ТРЕБОВАНИЕ:
Замените во всех записях ниже «Output» на «Answer» и приведите строки целиком, ничего больше не меняя.
<<<<
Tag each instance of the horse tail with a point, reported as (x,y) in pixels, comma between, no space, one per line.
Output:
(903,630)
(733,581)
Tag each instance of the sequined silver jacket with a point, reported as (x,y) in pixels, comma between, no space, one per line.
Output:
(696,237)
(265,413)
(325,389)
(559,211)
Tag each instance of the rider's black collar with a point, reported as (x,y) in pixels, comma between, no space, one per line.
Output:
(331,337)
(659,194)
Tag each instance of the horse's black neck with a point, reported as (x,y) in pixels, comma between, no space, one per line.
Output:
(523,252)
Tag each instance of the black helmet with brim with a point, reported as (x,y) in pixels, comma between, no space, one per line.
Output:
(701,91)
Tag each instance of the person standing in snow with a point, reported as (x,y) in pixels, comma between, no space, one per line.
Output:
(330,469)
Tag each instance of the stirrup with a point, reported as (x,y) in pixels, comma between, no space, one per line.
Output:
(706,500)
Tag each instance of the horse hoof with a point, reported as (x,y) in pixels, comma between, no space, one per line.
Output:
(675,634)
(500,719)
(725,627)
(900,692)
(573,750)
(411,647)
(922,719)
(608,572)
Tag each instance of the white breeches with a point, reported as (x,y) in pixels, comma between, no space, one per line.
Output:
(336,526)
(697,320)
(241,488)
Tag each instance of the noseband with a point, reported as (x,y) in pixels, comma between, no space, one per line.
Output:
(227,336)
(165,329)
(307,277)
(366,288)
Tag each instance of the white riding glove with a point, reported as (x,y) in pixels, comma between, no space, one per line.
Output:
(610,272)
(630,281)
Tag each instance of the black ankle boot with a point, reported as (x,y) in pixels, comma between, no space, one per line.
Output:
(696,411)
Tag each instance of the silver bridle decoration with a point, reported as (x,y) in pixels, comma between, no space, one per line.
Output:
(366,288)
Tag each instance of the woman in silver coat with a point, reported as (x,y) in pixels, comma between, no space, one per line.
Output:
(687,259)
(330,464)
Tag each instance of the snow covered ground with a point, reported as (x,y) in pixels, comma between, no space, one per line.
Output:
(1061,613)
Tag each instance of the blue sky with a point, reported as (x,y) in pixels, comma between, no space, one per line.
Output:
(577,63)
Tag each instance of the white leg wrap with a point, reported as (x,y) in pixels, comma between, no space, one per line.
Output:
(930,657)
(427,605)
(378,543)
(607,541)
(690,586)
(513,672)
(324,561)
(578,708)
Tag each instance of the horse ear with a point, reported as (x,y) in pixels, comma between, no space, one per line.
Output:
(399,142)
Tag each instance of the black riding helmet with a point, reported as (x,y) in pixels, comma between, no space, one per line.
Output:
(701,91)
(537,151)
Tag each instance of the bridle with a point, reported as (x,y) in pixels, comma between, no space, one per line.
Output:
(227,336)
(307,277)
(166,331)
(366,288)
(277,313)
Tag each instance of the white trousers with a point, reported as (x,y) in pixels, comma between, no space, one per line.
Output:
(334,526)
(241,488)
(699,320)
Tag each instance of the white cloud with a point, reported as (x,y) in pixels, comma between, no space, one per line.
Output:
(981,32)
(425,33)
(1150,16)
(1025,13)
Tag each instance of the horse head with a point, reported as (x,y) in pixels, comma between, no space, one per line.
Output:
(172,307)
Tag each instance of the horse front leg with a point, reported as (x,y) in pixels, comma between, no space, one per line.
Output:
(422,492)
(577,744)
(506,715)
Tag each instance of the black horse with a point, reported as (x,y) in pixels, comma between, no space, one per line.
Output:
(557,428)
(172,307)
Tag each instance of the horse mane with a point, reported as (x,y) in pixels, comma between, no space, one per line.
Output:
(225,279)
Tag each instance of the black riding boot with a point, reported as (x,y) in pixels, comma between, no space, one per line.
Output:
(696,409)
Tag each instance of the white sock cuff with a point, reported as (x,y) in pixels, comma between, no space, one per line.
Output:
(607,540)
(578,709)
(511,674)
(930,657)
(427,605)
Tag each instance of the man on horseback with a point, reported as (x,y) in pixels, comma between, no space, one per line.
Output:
>>>>
ИТОГ УПРАЖНЕНИЯ:
Tag each instance of the horse tail with a point, reported as (x,y) in pixels, comma between, no space, one per line.
Answer:
(903,630)
(733,581)
Tag each instance of the sequined silver jacket with a point, reported as (x,y) in pixels, comma between, no space, one per line.
Answer:
(696,237)
(265,413)
(325,389)
(559,211)
Tag each instance of the rider's black collar with a point, reported as (x,y) in pixels, comma between, no space, one per line.
Answer:
(331,337)
(659,194)
Tag each instance of the horse's black neck with a point, reported as (x,y) in pixels, comma between, no space, one per line.
Answer:
(523,252)
Tag each instance of the black helmet with brim with a point, reported as (x,y) in pixels, comma between, no space, one per line.
Answer:
(701,91)
Tag each instance of the person standing in snow with a point, reported as (x,y) in pixels, comma between, no space, one per line.
Answer:
(330,469)
Tag each instance of the stirrup with a point, reported as (x,y) in pixels, comma between, no space, one per line.
Answer:
(706,500)
Tag each instance of the horse hoof with a point, reported as (x,y) in pixels, comma between, no space, one per line.
Answer:
(675,634)
(500,719)
(725,627)
(900,692)
(573,750)
(411,647)
(922,719)
(608,572)
Tag each instance of the white breeches with a point, reported as (x,y) in pixels, comma between, no space, one per line.
Answer:
(336,526)
(697,320)
(241,488)
Tag each instance of the noseband with a point, reported as (x,y) in pixels, comma between, no space, one per line.
Answer:
(227,336)
(165,329)
(307,277)
(366,288)
Tag each instance of the white riding glove with a point, reported as (x,y) in pixels, comma between, no space, one per line.
Answer:
(610,272)
(630,281)
Tag each instance of the black ankle boot with a point, reported as (x,y) in pixels, comma between, no space, one per line.
Answer:
(696,411)
Tag each instance of the silver bridle decoration with a point, reported as (x,y) in pixels, comma between, no space, one per line.
Answer:
(366,288)
Tag each instance of the woman in silver coat with a point, reported as (x,y) in pixels, comma between, no space, one per line.
Answer:
(687,259)
(330,464)
Tag each instance of the snow covered ground with a point, reported as (x,y) in pixels, comma between, no space, one per line.
Answer:
(1061,613)
Tag each instance of the blue sky with a point, reported as (x,y) in pixels, comma between, no space, one per line.
Answer:
(577,63)
Tag each instance of the white leg wrap with a point, reported as (x,y) in pixels, comma between, no space, one per line.
Answer:
(930,657)
(427,605)
(378,543)
(607,541)
(690,586)
(513,672)
(324,561)
(578,708)
Tag each instance of the horse ear with a point, reported as (x,y) in pixels, comma between, no space, one per line.
Answer:
(399,142)
Tag each instance of the black riding helmet with a point, reported as (x,y) in pixels, comma between, no space, one per line.
Answer:
(701,91)
(537,151)
Tag each instance of the bridle with a point, reported as (x,y) in pixels, comma between, no space, one per line.
Answer:
(227,336)
(307,277)
(166,331)
(366,288)
(277,313)
Tag each instance of the white trousers with a point, reported as (x,y) in pixels, comma between, no space, one per line.
Answer:
(334,526)
(241,488)
(699,320)
Tag each instance of the white cloud with a point, reported as (x,y) in pixels, comma between, no space, one per line.
Answer:
(981,32)
(425,33)
(1150,16)
(1025,13)
Tag each instance of the horse head with a point, reported as (x,y) in pixels, comma between, no space, one per line.
Answer:
(172,307)
Tag each instance of the horse front leg with a point, reported as (x,y) in pixels, comma between, no space, one per line.
Answer:
(422,492)
(577,744)
(506,715)
Tag each instance of the black horse with a point, reported as (x,y) in pixels, comma between, no space, one per line.
Answer:
(557,428)
(172,307)
Tag each instance of the horse mane with a point, reported as (x,y) in pixels, comma between, no space, one per line.
Answer:
(225,279)
Tag each instance of the black riding boot with a point, reported as (x,y) in pixels, comma between, no space, one per line.
Answer:
(696,409)
Tag each instance of the white sock cuff with a point, reported as (x,y) in pixels, comma between, no space, one per line.
Answer:
(607,540)
(578,709)
(511,674)
(930,657)
(427,605)
Tag each instance of the man on horseback with a point, reported as (x,y) in pixels, comma between, no space, one per line.
Answer:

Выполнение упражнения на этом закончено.